### DATA SUPPLIED

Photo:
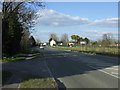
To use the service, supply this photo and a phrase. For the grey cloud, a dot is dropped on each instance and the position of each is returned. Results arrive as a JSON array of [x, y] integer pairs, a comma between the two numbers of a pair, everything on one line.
[[56, 19]]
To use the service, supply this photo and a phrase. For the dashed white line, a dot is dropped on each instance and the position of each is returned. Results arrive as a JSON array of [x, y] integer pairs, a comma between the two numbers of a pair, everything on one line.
[[104, 72]]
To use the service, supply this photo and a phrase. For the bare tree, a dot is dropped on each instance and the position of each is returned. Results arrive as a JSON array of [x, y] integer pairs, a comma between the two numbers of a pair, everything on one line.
[[64, 38], [54, 36], [107, 39]]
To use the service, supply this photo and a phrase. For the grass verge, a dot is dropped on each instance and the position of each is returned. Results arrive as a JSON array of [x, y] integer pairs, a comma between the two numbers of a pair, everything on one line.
[[90, 50], [38, 83], [33, 53], [6, 76]]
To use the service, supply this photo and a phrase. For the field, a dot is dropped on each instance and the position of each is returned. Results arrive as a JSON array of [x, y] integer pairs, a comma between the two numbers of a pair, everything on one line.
[[93, 50]]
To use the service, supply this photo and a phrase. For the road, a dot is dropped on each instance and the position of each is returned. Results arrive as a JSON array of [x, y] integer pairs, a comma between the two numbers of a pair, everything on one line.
[[79, 70]]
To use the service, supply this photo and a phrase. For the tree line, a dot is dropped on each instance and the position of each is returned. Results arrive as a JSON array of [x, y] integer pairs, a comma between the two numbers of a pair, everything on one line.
[[106, 41], [17, 19]]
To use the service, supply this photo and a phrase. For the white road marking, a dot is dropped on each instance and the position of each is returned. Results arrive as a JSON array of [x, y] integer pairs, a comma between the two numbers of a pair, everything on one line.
[[114, 73], [104, 72], [112, 68]]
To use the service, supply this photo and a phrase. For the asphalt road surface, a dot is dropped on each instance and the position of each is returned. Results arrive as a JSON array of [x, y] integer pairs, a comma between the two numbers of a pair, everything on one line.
[[79, 70]]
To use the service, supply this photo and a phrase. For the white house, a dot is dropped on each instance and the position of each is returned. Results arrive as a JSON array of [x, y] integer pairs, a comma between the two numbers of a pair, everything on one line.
[[83, 42], [44, 44], [52, 43]]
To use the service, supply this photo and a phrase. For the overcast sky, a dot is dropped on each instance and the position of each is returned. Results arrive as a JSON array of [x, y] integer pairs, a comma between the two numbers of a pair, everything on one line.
[[86, 19]]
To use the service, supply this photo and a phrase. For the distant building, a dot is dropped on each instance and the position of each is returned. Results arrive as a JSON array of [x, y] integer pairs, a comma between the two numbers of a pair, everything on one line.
[[83, 42], [52, 43], [44, 44]]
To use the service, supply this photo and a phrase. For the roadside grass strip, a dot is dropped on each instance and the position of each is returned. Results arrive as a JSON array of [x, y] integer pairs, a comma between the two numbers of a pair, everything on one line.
[[6, 76], [38, 83], [91, 50], [33, 53]]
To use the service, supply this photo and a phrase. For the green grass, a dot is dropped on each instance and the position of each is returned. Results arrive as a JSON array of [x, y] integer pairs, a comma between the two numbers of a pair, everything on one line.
[[38, 83], [96, 50], [22, 55], [5, 76]]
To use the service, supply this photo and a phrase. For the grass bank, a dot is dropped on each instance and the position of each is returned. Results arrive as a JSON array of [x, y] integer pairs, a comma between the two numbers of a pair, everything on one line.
[[5, 76], [33, 53], [94, 50], [38, 83]]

######

* PROBLEM STATEMENT
Give back the records above word for word, minus any image they hold.

* OUTPUT OF THE TASK
Photo:
To use the service, supply this photo and a phrase. For the grey cloud, a dot is dropped on each instance and the position of each is returned. Results arrive as a JSON array of [x, y] integer pairs, a comma between the two numbers of a pair, everything on one line.
[[56, 19]]
To use the service, supply this photo and a phrase. For the dashed white line, a dot is dropped on each instance and the position of each is returned. Results arrive as a JSON array of [x, y] integer pairs, a comma between the two numbers of a pair, everything on one line.
[[104, 72]]
To use the service, supply this photo and a phrase. For the bare tree, a dot is dropped on each instance and the position of each is returned. Results arrive as a JSON array of [x, y] integer pairs, a comma between the two numbers of a pair, everything on one line.
[[64, 38], [54, 36], [107, 39]]
To use the service, supply this photo and a phrase. For the grass verge, a dot is dropped on each instance and the position of each is returned. Results arrive as a JSON array of [x, y] integer pairs, a comma between the two numbers of a pair, everything on one line.
[[90, 50], [38, 83], [33, 53], [6, 76]]
To use the service, supply this photo and a phrase. For the field, a dot is dropped on each instance and the position of each is returned. Results arrive as a JSON array of [x, y] integer pairs, a comma between the two numbers of a pair, everything on one line.
[[93, 50]]
To use the service, supply this photo and a phrase. For the road, a dot is dropped on each instance and the position of each is returned. Results arrive as a JSON array of [x, y] integer pairs, a comma between the two numbers of a pair, everything on one line.
[[79, 70]]
To use the service, supply this photo and a phrase. For the tree line, a dot is dropped on each instance and the position of each is returned. Results arrive as a JSON array of [x, y] integer pairs, a comma between the two numbers of a pair, everything on one line.
[[106, 41], [17, 19]]
To use the service, supply this photo and a phrase. For the white road marking, a dot is dropped on each instance and the position of each is returned. Results arrive as a JSON array of [x, y] integer pairs, a comma between the two numbers of a pair, everything on one line.
[[114, 73], [104, 72], [112, 68]]
To use the service, supply this photo and a phrase. For the asphalt road surface, a dot is dropped on each instance and the position of each is returned. Results arrive as a JSON array of [x, y] integer pairs, a comma between the two numbers of a pair, everything on one line.
[[79, 70]]
To use the service, supply this photo and a phrase. For the white house, a dot is dropped on each instance and the position of each is returned. Results arrive as a JSON array of [x, y] integer pairs, a comma between the two numbers of a pair, everything on one line.
[[83, 42], [44, 44], [52, 43]]
To use the service, supply this photo and a phrase. For the overcast sky, a dot is dropped on each instance and the position of each is returned. Results arrive as a JSON array of [x, y] integer pairs, a comma between the two numbers of a pair, everything on one line.
[[86, 19]]
To use the service, supply this photo and a phrase. For the distant building, a dot is dropped on each instance and the position of each is returned. Results arrive as a JSON array of [x, y] integer pairs, a comma between the two numbers of a pair, everything on one line.
[[83, 42], [52, 43], [44, 44]]
To use the service, supply this photo and a phrase. For the roadside grass strip, a dot is dropped on each instance and the position of each is returned. Results arrive as a JSON array of [x, y] integer pairs, a comma between the two numbers of a pair, everything on one line.
[[6, 76], [38, 83], [91, 50], [33, 53]]
To use the service, supply this photo and a phrase. For the green grass, a dot is dropped on each instance and the position of each is returned. Results arrive as a JSON array of [x, y] integer pairs, a comma between the two numbers of a pair, everything on one line.
[[38, 83], [96, 50], [22, 55], [5, 76]]
To use the service, supply this photo and a phrase. For the grass bank, a dot is dropped on each instance and the position of each is returned. Results arrive as a JSON array of [x, y] integer pairs, a comma between the two numbers of a pair, everything on one line.
[[5, 76], [33, 53], [94, 50], [38, 83]]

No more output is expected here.